■ **To be done**
Reproduce the records below, swapping each occurrence of "bounding box" for "enclosing rectangle" and leaving everything else unchanged.

══ Data excerpts

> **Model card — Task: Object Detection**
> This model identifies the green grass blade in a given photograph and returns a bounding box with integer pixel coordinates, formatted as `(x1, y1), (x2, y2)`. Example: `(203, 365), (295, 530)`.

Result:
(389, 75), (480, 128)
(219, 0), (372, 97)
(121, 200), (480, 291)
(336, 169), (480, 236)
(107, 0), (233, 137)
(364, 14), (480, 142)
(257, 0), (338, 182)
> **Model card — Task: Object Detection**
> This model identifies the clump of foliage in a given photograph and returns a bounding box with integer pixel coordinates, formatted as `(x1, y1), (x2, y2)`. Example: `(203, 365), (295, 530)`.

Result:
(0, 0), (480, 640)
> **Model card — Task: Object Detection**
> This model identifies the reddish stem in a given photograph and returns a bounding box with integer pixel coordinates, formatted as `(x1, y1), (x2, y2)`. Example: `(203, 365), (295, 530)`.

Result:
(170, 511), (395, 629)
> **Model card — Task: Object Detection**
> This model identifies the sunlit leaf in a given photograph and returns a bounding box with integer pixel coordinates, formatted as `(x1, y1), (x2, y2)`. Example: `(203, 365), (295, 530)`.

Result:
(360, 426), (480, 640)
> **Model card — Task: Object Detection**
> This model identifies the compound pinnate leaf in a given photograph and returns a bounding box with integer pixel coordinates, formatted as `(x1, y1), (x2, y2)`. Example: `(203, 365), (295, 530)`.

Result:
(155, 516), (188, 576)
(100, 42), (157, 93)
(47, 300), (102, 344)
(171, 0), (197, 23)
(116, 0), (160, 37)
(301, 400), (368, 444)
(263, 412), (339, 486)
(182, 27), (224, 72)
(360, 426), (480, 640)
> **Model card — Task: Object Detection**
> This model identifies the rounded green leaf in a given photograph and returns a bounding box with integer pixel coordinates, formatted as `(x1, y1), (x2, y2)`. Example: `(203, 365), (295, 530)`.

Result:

════

■ **Exercise output**
> **Model card — Task: Object Detection**
> This model identifies the green grass blade in a given photograph and returns a enclosing rectangle with integer pixel coordinates, formatted as `(x1, y1), (x2, y2)`. Example: `(203, 365), (295, 530)`.

Result:
(389, 75), (480, 128)
(219, 0), (372, 97)
(121, 200), (480, 291)
(336, 169), (480, 236)
(107, 0), (233, 137)
(364, 14), (480, 142)
(257, 0), (338, 182)
> **Model card — Task: Object Detection**
> This model identifies the clump of foliage in a given photograph and returns a enclosing rectangle with integer pixel coordinates, formatted as `(x1, y1), (x2, y2)`. Example: `(203, 365), (295, 530)`.

Result:
(0, 0), (480, 640)
> **Model card — Task: Object Detection**
> This model identifies the reddish stem in a given photograph and returns a enclosing rectangle with integer pixel coordinates, formatted as `(x1, y1), (x2, y2)`. Example: `(203, 365), (295, 530)`.

Result:
(170, 511), (395, 629)
> **Model card — Task: Object Detection**
> This model identifies the sunlit leaf in a given photograph and returns a enclosing rectangle with integer pixel coordinates, formatted as `(x1, y1), (x2, y2)`. Example: `(203, 365), (295, 530)`.

Result:
(360, 426), (480, 640)
> **Model card — Task: Object Detection**
> This model identifies the compound pinnate leaf in a given photograph and returns a enclosing rectangle with integer pixel coordinates, formatted as `(x1, y1), (x2, y2)`. Example: `(203, 365), (295, 530)`.

Result:
(155, 516), (188, 576)
(100, 42), (157, 93)
(47, 300), (102, 344)
(171, 0), (197, 23)
(116, 0), (160, 37)
(301, 400), (368, 444)
(263, 412), (339, 486)
(182, 27), (224, 72)
(360, 426), (480, 640)
> **Model card — Task: Object Detection**
> This model identifies the rounded green leaf in a given photograph and returns a enclosing rectangle with integer pixel coordinates, formatted as `(x1, y1), (x2, y2)`. Example: `(203, 365), (295, 530)`.

Result:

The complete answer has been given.